**Stated task**
Copy every line of the data below character for character.

**Stored data**
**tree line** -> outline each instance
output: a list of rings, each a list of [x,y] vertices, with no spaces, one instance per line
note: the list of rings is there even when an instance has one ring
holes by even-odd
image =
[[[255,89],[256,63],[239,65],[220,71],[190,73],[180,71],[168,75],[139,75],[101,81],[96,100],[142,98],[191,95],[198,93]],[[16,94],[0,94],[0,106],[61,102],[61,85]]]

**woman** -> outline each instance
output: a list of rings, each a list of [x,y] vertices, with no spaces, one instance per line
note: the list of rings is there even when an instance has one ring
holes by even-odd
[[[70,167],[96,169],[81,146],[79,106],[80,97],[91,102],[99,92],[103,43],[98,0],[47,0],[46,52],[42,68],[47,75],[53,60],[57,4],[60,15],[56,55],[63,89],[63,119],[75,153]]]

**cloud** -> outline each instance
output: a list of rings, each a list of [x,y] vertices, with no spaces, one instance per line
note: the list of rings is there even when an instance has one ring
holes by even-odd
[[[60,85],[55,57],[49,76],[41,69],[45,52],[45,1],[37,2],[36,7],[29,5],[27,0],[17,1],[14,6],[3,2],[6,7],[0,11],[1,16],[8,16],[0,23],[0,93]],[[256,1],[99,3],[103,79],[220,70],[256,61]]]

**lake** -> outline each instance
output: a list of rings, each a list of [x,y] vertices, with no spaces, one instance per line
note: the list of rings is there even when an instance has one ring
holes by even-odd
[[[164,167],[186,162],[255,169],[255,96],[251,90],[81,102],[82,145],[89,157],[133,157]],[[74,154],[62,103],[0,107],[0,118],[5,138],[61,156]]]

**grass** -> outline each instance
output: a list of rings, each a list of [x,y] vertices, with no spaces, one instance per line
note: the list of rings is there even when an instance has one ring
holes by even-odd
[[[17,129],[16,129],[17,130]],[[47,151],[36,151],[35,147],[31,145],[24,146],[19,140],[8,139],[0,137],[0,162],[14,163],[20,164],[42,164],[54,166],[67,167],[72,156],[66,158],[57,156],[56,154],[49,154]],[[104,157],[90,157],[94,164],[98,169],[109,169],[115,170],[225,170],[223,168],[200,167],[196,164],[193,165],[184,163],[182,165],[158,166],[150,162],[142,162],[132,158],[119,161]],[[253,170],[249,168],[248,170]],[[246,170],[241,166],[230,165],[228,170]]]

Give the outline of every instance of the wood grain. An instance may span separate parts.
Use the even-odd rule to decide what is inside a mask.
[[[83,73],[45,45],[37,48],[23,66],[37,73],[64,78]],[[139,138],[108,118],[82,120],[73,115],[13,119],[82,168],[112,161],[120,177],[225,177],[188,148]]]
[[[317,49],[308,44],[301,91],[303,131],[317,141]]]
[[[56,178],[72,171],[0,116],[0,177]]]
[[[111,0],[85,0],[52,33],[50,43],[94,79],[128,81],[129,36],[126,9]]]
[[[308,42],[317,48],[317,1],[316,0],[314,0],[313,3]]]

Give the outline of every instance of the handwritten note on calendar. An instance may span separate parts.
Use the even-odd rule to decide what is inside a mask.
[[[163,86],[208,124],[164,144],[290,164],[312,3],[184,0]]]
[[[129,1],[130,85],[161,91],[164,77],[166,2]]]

**Solution for this problem**
**tree line** -> outline each instance
output: a list of rings, each a list of [x,y] vertices, with no spaces, one instance per line
note: the list of rings is there even when an instance has one ring
holes by even-odd
image =
[[[255,89],[256,63],[239,65],[220,71],[190,73],[180,71],[168,75],[139,75],[101,81],[96,100],[142,98],[191,95],[198,93]],[[16,94],[0,94],[0,106],[61,102],[61,85]]]

**woman** -> outline each instance
output: a list of rings, each a list of [x,y] vertices, with no spaces, one instance per line
note: the list of rings is there even when an instance has one ring
holes by even-odd
[[[70,167],[96,169],[81,146],[79,106],[80,97],[91,102],[99,92],[103,43],[98,0],[47,0],[46,52],[42,68],[47,75],[53,60],[57,4],[60,15],[56,55],[63,89],[63,119],[75,153]]]

**cloud** -> outline each instance
output: a list of rings, each a list of [x,y] vertices, with no spaces, one instance per line
note: the list of rings is there even when an instance has one ring
holes by even-odd
[[[60,85],[55,57],[49,76],[41,69],[45,52],[45,1],[37,2],[36,7],[29,5],[27,0],[17,1],[14,6],[3,2],[6,7],[0,11],[1,16],[8,16],[0,23],[0,93]],[[256,1],[99,3],[103,79],[220,70],[256,61]]]

**lake** -> outline each instance
output: a list of rings, each a list of [x,y] vertices, with no spaces, one instance per line
note: the list of rings is there even when an instance has one ring
holes by even-odd
[[[164,167],[186,162],[255,169],[255,96],[251,90],[81,102],[82,145],[89,157],[133,157]],[[74,154],[62,103],[0,107],[0,118],[5,138],[61,156]]]

**grass** -> outline each instance
output: a list of rings, each a list of [x,y] vertices, with no spaces, one instance per line
note: the list of rings is there even when an instance has one ring
holes by even-odd
[[[17,129],[16,129],[17,130]],[[47,151],[36,151],[35,147],[31,145],[24,146],[19,140],[8,139],[0,137],[0,162],[14,163],[20,164],[42,164],[54,166],[67,167],[72,156],[66,158],[57,156],[56,154],[49,154]],[[104,157],[90,157],[94,164],[98,169],[109,169],[115,170],[225,170],[223,168],[200,167],[196,164],[193,165],[184,163],[182,165],[158,166],[150,162],[142,162],[132,158],[119,161]],[[253,170],[249,168],[248,170]],[[246,170],[241,166],[230,165],[228,170]]]

Give the outline of every instance of the wood grain. An instance may span separate parts.
Use the even-odd rule to decide what is inside a mask.
[[[83,73],[45,45],[37,48],[23,66],[37,73],[64,78]],[[139,138],[108,118],[82,120],[73,115],[13,119],[82,168],[112,161],[120,177],[225,177],[188,148]]]
[[[317,49],[308,44],[301,91],[303,131],[317,141]]]
[[[56,178],[72,171],[0,116],[0,177]]]
[[[111,0],[85,0],[52,33],[50,43],[94,79],[128,81],[129,36],[126,9]]]
[[[308,42],[317,48],[317,1],[316,0],[314,0],[313,3]]]

Give the outline of every instance of the handwritten note on calendar. An instance may span separate parts.
Use the even-odd rule to decide what is inside a mask.
[[[163,86],[208,124],[164,144],[290,164],[312,3],[184,0]]]
[[[129,1],[130,85],[161,91],[164,77],[166,2]]]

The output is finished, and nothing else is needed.